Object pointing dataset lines
━━━
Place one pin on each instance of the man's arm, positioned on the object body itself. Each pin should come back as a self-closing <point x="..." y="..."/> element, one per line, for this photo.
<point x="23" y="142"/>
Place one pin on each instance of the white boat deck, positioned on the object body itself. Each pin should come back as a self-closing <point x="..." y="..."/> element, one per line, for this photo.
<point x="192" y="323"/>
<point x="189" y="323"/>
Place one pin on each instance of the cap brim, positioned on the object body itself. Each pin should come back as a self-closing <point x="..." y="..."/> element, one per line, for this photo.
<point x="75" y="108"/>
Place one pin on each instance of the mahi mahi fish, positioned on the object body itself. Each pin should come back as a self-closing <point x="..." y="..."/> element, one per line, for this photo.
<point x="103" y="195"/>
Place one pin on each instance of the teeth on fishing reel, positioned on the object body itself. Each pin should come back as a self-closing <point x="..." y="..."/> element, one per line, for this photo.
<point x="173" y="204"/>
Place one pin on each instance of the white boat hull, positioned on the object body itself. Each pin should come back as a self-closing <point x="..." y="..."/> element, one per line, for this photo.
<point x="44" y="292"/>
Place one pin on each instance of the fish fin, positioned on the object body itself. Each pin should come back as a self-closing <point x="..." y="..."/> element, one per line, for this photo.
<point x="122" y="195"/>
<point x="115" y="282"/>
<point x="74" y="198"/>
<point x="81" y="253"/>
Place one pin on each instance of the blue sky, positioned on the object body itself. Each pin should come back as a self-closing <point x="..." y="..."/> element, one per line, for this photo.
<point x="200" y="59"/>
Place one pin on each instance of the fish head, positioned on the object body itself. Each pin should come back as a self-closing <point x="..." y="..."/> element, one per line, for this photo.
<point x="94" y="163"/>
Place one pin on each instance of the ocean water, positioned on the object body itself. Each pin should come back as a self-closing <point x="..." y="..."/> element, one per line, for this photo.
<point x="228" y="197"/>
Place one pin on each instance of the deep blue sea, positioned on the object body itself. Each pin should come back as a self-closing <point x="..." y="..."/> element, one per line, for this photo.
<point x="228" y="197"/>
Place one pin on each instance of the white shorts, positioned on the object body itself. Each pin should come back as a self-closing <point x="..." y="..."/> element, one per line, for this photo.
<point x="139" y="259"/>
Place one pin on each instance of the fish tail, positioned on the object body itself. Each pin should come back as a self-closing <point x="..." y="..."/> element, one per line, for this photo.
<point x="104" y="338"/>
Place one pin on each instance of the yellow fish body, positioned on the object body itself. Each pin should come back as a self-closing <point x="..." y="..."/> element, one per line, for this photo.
━━━
→ Objective:
Rewrite the lines from the line containing "Place one pin on each instance of the fish head, positioned" through the end of the lines, replacing "pin" with "marker" and leaving everything else unchanged.

→ Output:
Place one marker on each instance of the fish head, positioned on the object body itself. Each marker should come back as a self-closing <point x="..." y="..."/> element, one per line, for this photo.
<point x="94" y="163"/>
Place one marker on each instance of the ocean water, positioned on the object body itself. Each marker should come back as a self-closing <point x="..." y="..."/> element, one per line, for this photo.
<point x="228" y="197"/>
Place one marker on each instance of the deep blue sea, positioned on the object body itself. Each marker should come back as a self-closing <point x="..." y="..."/> element, one per line, for this photo.
<point x="228" y="197"/>
Place one marker on each instance of the white shorts, positioned on the object body itself. Each marker should come back as a self-closing <point x="..." y="..."/> element, one per line, for this photo.
<point x="139" y="259"/>
Place one marker on each instance of the fish tail, positioned on the object body itself. Each marker should come back as a self-closing <point x="..." y="..."/> element, one per line, for this photo.
<point x="104" y="338"/>
Place one marker on each instance of the yellow fish body, positioned on the object body itself. Each marker should come back as a self-closing <point x="..." y="..."/> element, one per line, for this photo.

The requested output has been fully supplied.